───── DATASET RECORDS ─────

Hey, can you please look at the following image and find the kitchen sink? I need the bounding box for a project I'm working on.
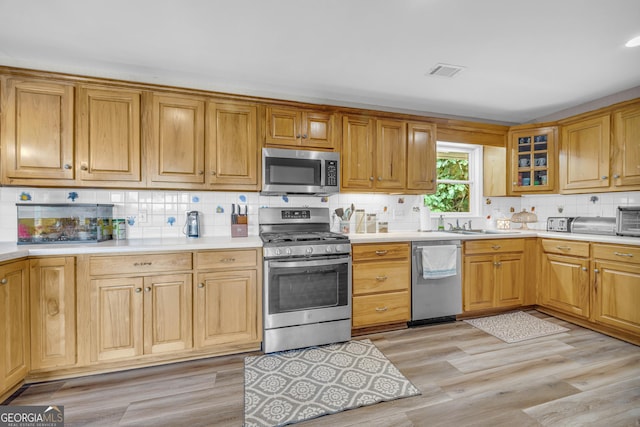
[445,229,518,235]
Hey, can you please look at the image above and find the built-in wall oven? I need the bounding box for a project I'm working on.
[260,208,351,353]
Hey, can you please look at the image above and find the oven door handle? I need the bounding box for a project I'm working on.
[268,256,351,268]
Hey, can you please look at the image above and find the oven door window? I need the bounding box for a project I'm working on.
[268,263,349,314]
[265,157,322,186]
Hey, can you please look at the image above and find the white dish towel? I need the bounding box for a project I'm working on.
[421,245,458,279]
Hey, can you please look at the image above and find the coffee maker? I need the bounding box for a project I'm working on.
[183,211,200,238]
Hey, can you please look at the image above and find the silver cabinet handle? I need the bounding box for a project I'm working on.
[613,252,633,258]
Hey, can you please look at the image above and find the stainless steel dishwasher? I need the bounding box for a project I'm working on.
[409,240,462,326]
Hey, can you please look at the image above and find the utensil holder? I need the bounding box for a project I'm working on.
[231,224,249,237]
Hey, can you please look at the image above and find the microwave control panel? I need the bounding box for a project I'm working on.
[325,160,338,187]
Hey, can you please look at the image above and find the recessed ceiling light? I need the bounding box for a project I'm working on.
[625,36,640,47]
[427,63,464,77]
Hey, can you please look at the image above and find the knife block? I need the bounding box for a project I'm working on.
[231,224,249,237]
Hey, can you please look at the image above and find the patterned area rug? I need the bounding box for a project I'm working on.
[244,339,420,426]
[465,311,569,343]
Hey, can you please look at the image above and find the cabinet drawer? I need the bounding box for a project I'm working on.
[542,239,589,258]
[89,252,193,276]
[464,239,524,255]
[353,261,411,295]
[353,292,411,328]
[593,244,640,264]
[196,249,258,269]
[352,243,409,262]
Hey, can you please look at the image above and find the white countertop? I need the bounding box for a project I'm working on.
[0,230,640,262]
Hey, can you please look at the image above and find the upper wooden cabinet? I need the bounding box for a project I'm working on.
[206,102,260,190]
[611,105,640,190]
[0,78,75,181]
[508,126,557,194]
[148,94,260,190]
[265,107,336,150]
[407,123,437,193]
[341,116,436,194]
[560,114,611,193]
[76,86,143,186]
[147,93,206,187]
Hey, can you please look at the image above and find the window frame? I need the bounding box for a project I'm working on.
[427,141,483,218]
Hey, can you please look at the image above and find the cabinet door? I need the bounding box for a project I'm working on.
[144,274,193,354]
[407,123,436,193]
[494,253,524,307]
[91,277,144,362]
[1,78,74,181]
[462,255,496,311]
[301,111,335,150]
[29,257,76,369]
[560,115,610,190]
[540,254,590,318]
[0,261,29,394]
[341,116,375,190]
[265,107,302,146]
[509,127,557,193]
[612,106,640,187]
[77,86,142,185]
[593,261,640,335]
[207,102,260,190]
[374,120,407,190]
[149,94,205,184]
[194,270,260,348]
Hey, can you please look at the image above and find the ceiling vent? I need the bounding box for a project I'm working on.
[427,64,464,77]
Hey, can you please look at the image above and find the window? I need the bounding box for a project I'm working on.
[425,141,482,216]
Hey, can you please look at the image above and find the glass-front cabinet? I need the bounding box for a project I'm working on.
[509,126,557,194]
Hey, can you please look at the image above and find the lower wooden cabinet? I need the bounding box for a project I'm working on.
[352,243,411,329]
[462,239,525,311]
[593,244,640,340]
[539,239,591,319]
[193,249,262,349]
[29,257,76,370]
[91,273,193,361]
[0,261,29,396]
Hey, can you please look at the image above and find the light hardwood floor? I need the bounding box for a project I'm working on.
[5,311,640,427]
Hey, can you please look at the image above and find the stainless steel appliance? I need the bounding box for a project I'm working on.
[184,211,200,238]
[259,208,351,353]
[262,148,340,195]
[616,206,640,237]
[409,240,462,326]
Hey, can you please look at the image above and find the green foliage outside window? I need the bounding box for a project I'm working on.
[424,153,470,212]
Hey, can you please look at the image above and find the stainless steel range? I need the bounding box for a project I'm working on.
[259,208,351,353]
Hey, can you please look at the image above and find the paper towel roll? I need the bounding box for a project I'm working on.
[419,206,431,231]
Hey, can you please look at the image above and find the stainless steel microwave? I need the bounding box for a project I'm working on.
[262,148,340,196]
[616,206,640,237]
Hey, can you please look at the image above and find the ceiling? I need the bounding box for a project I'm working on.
[0,0,640,124]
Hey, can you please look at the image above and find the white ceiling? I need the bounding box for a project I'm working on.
[0,0,640,123]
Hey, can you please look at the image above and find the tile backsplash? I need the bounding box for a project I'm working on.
[0,187,640,242]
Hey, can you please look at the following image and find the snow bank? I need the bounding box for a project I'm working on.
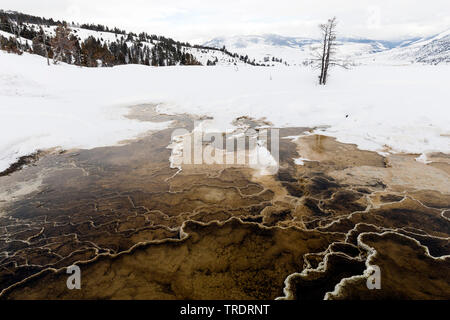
[0,52,450,170]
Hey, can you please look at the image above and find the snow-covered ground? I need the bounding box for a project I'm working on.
[0,52,450,170]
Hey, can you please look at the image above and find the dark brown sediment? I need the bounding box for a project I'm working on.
[0,106,450,299]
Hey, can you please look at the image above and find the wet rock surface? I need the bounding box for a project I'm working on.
[0,106,450,299]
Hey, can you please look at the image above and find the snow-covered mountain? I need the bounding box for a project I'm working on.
[204,31,450,65]
[0,9,260,66]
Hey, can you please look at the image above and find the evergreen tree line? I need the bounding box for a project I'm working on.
[0,10,268,67]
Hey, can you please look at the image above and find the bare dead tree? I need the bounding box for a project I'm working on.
[40,26,50,66]
[319,17,337,85]
[310,17,349,85]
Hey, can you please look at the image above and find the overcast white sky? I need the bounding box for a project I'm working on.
[0,0,450,43]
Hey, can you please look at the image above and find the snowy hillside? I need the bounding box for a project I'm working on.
[377,30,450,64]
[0,51,450,171]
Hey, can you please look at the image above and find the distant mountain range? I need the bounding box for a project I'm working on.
[203,30,450,65]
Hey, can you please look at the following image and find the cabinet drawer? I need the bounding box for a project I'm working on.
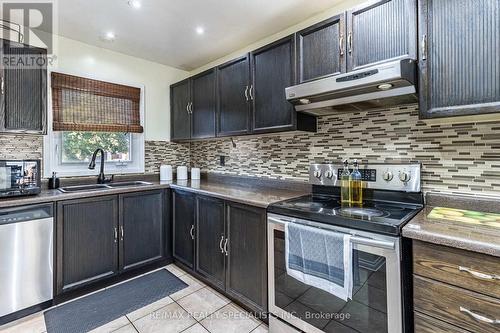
[413,276,500,333]
[413,241,500,298]
[415,312,469,333]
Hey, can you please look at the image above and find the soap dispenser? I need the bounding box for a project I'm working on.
[350,160,363,207]
[340,159,351,207]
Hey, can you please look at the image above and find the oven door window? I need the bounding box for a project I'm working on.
[274,230,394,333]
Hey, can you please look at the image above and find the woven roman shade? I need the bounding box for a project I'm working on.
[51,72,143,133]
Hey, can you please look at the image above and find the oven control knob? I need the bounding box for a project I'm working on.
[399,171,411,183]
[382,171,394,182]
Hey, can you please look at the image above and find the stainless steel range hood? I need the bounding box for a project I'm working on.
[285,59,418,115]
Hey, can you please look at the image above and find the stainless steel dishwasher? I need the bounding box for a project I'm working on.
[0,204,54,321]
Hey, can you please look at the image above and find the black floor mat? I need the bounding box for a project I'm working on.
[44,269,187,333]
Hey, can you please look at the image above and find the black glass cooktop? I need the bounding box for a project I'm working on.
[268,194,422,235]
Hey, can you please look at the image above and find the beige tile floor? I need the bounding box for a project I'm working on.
[0,265,268,333]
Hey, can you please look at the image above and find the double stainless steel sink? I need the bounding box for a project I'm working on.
[59,181,153,193]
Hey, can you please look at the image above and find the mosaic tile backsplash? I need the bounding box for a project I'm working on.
[144,141,190,173]
[0,134,43,160]
[191,106,500,195]
[0,134,189,173]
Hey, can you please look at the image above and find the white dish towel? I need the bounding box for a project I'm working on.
[285,223,353,301]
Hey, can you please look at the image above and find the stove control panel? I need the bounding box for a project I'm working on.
[309,163,421,192]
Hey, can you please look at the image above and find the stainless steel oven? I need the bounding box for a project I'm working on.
[268,214,403,333]
[0,160,41,198]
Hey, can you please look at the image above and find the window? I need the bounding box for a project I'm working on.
[44,73,144,177]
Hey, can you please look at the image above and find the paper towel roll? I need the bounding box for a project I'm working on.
[177,166,188,180]
[160,165,172,181]
[191,168,200,180]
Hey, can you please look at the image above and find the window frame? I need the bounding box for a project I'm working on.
[43,69,146,178]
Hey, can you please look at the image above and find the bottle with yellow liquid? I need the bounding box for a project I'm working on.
[340,159,351,208]
[349,160,363,207]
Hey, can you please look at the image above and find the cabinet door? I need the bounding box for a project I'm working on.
[250,35,296,133]
[217,55,251,136]
[119,191,164,270]
[226,202,267,312]
[196,196,225,289]
[56,196,118,294]
[0,40,47,134]
[347,0,417,71]
[419,0,500,118]
[170,79,191,141]
[172,191,196,268]
[296,14,346,83]
[191,68,216,139]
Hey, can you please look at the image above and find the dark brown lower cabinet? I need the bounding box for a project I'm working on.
[172,191,267,314]
[172,190,196,269]
[56,196,118,294]
[56,190,171,295]
[195,196,226,288]
[120,190,165,270]
[226,202,267,312]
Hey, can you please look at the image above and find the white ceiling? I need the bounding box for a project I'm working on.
[58,0,340,70]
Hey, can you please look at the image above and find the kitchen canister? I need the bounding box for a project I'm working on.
[191,168,200,180]
[160,165,173,182]
[177,166,188,180]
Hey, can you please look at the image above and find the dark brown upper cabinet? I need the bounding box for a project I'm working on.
[217,54,251,136]
[170,79,192,141]
[346,0,417,72]
[295,13,346,83]
[419,0,500,118]
[190,68,217,139]
[0,40,47,134]
[249,35,316,133]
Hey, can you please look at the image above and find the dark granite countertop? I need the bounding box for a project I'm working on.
[170,180,308,208]
[0,176,310,208]
[403,193,500,257]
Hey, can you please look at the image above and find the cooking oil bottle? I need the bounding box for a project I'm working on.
[340,159,351,207]
[349,160,363,207]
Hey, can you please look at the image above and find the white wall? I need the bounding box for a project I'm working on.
[189,0,367,75]
[51,37,189,140]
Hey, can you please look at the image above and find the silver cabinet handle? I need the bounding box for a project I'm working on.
[458,266,500,280]
[219,235,224,254]
[347,31,352,54]
[339,34,344,57]
[420,34,427,60]
[245,86,248,102]
[224,238,229,257]
[460,306,500,325]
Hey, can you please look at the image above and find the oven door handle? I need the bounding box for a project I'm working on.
[267,216,396,250]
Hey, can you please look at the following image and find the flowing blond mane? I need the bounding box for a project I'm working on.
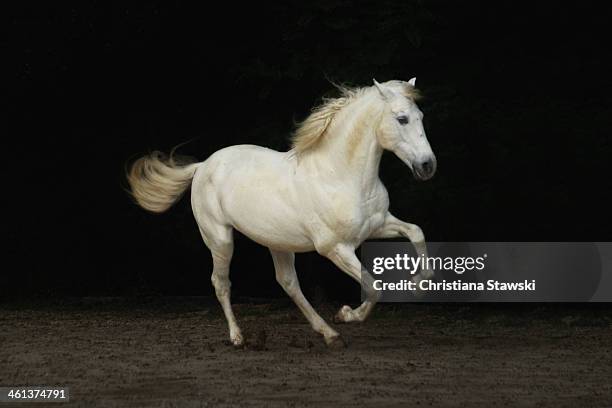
[291,81,420,154]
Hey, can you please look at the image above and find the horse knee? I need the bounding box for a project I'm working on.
[210,268,232,296]
[276,273,300,296]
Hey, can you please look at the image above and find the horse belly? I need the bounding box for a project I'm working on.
[213,149,314,252]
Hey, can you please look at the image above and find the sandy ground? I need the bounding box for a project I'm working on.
[0,298,612,407]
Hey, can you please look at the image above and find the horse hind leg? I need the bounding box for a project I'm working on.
[270,249,344,347]
[200,225,244,346]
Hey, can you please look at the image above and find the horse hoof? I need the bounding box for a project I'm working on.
[325,335,346,350]
[332,305,353,323]
[230,334,244,348]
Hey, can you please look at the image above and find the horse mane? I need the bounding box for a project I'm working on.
[291,81,421,154]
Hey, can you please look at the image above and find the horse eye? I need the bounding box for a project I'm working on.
[397,116,410,125]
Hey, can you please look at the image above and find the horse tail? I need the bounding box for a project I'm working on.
[126,149,201,213]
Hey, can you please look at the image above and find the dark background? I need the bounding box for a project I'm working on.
[5,0,612,299]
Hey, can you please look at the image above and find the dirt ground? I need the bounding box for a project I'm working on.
[0,298,612,407]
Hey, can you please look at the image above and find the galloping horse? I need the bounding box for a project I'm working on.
[127,78,436,346]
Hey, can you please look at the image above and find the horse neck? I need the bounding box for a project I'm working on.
[302,95,382,192]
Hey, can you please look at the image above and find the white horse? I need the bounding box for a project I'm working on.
[128,78,436,346]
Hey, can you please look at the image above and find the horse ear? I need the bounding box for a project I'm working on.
[373,79,393,100]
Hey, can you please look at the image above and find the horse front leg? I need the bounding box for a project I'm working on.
[322,244,380,323]
[370,213,433,284]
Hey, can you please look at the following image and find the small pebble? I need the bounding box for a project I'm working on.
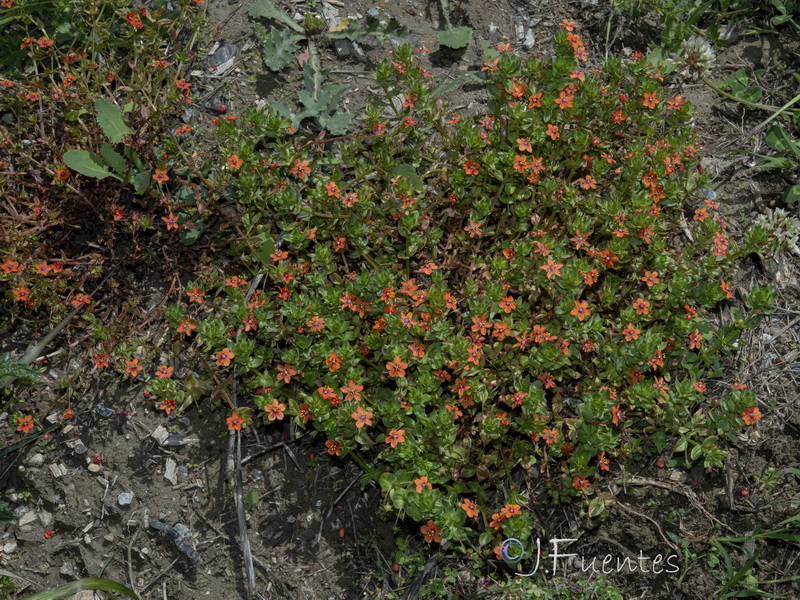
[94,404,114,419]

─────

TASK OBJECTIVE
Return the stretch of the listing from the line containing "find the utensil" through the line containing "[0,230,640,262]", with both of those lines included and every line reproduced verbatim.

THE COMPLETED TASK
Hey, can you please look at the image above and find the utensil holder? I need the bounding box for a project I'm working on.
[231,224,249,237]
Hey, can you please look at the image above and find the microwave control panel? I need the bounding box for a project I'm working on.
[325,160,338,187]
Hey, can you please look at the image above and find the recessed ceiling light? I need the bounding box for a project I'm working on.
[625,36,640,47]
[427,63,464,77]
Hey, can you please look at the image above and find the knife block? I need the bounding box for a project I'm working on.
[231,224,249,237]
Hey, can you please look at the image above and find the patterned area rug? I need the bounding box for a project I'm working on.
[244,339,420,426]
[465,311,569,343]
Hey, can you please look at the image above and find the cabinet drawer? I need the bounding box for a project I'm working on.
[542,239,589,258]
[89,252,193,276]
[464,239,524,255]
[353,261,411,295]
[353,292,411,328]
[593,244,640,264]
[196,249,258,269]
[352,243,409,262]
Hey, can you please look at the image above and find the white countertop? I need the bounding box for a project I'm working on.
[0,230,640,262]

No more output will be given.